Segment Start: Data for this exercise

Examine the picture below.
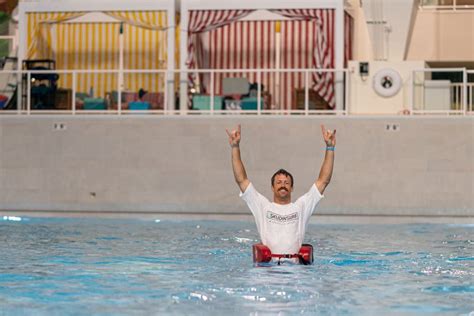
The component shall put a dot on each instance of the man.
(282, 224)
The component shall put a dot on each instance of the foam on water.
(78, 266)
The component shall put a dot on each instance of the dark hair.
(283, 172)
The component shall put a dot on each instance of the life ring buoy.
(387, 82)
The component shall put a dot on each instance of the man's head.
(282, 186)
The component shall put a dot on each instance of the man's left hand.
(329, 136)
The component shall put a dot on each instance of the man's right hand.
(234, 136)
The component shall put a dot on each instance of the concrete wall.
(182, 164)
(363, 98)
(442, 36)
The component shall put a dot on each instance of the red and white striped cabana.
(314, 34)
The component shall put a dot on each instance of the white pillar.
(22, 50)
(171, 60)
(339, 55)
(183, 56)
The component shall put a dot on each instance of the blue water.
(132, 267)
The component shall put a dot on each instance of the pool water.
(127, 267)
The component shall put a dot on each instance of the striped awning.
(217, 39)
(95, 45)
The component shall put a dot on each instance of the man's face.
(282, 186)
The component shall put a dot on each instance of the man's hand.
(329, 136)
(234, 136)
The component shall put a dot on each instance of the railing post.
(413, 85)
(464, 90)
(165, 94)
(74, 82)
(212, 92)
(28, 93)
(306, 92)
(346, 93)
(119, 92)
(259, 92)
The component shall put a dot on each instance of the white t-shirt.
(281, 227)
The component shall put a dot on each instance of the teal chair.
(94, 104)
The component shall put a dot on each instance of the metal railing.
(284, 92)
(447, 5)
(276, 96)
(442, 96)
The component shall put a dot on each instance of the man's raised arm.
(326, 169)
(237, 166)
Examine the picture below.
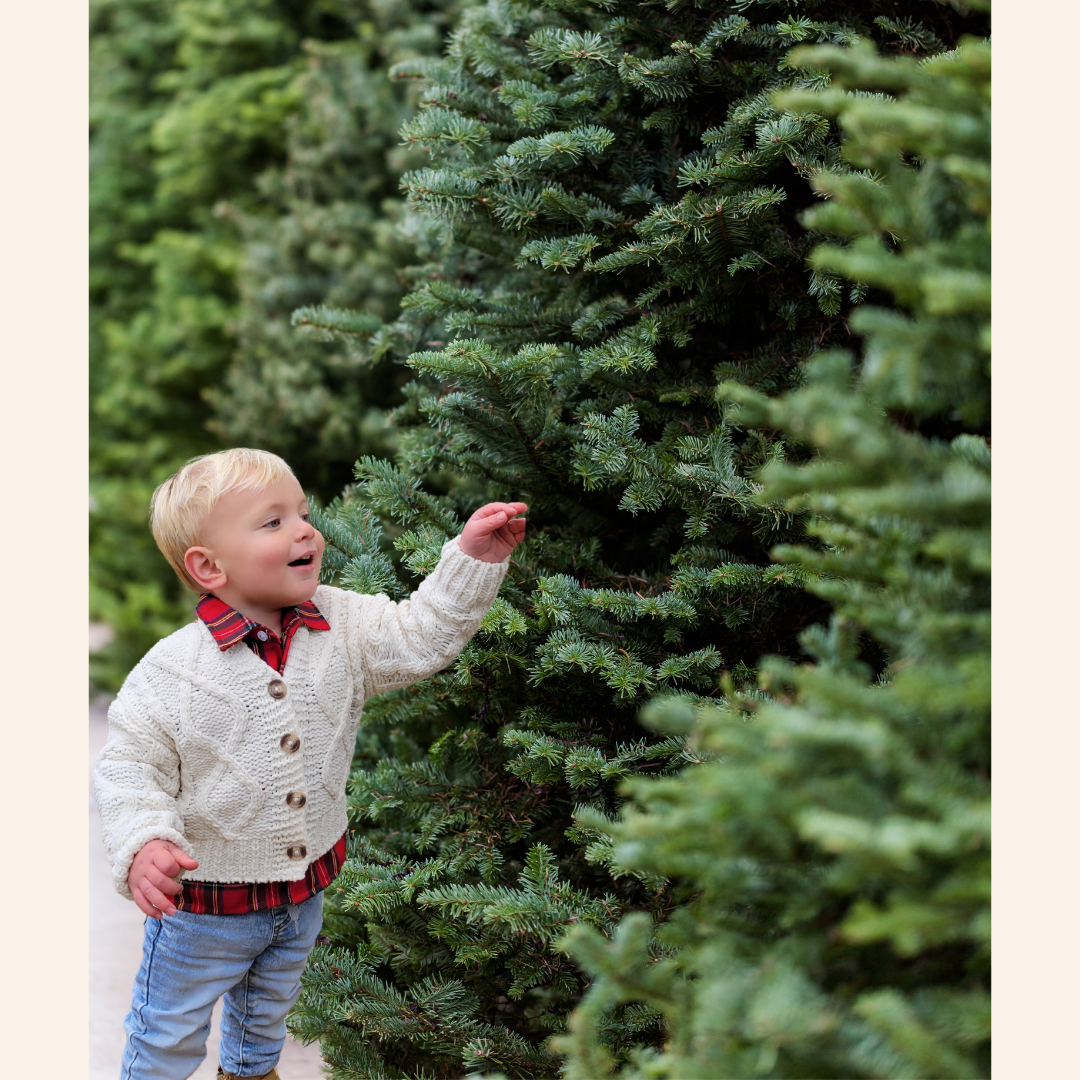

Segment End: Data for this exercise

# Task description:
All of the records should be output exactly as they stand, with pictures omitted.

# Result of the task:
Examine the picture below.
The component shall put a dot on each instance of the man.
(282, 224)
The component shall put a dot on each instance of the foam on water.
(78, 266)
The component shall put a dot on each instance of the dark hair.
(283, 172)
The component shall put a dot on each instance of the life ring buoy.
(387, 82)
The component shall put a dot on each instance of the man's head.
(282, 186)
The component shall put a dot on each instance of the man's left hand.
(329, 136)
The component shall put a dot on each instance of the man's right hand.
(234, 136)
The component shall put a dot on each instance of the concrete wall.
(182, 164)
(363, 98)
(442, 36)
The component shall put a dot on each instance of the red and white striped cabana.
(314, 34)
The component shall put a dot on each instance of the white pillar.
(22, 50)
(171, 60)
(339, 55)
(183, 56)
The component shall put a dot on each instance of the blue water.
(132, 267)
The component shall put a dot on each instance of the pool water.
(127, 267)
The component shall put a dot on each instance of the striped awning.
(217, 39)
(95, 45)
The component shall put a dot on each instance of the man's face.
(282, 186)
The component shall put a dot on each instance of the man's hand.
(329, 136)
(234, 136)
The component shall put a dot on each instance of the railing post.
(413, 85)
(464, 90)
(165, 94)
(74, 82)
(212, 92)
(28, 93)
(306, 92)
(346, 93)
(119, 92)
(259, 92)
The component shall put a dot on each instance of the white t-shirt.
(281, 227)
The component shall put a dot on each instance of the teal chair.
(94, 104)
The component shall put a dot on each instance of the metal railing.
(284, 92)
(447, 5)
(276, 96)
(442, 96)
The component shall put a dot on each instance of the man's raised arm.
(326, 169)
(237, 166)
Examine the picture below.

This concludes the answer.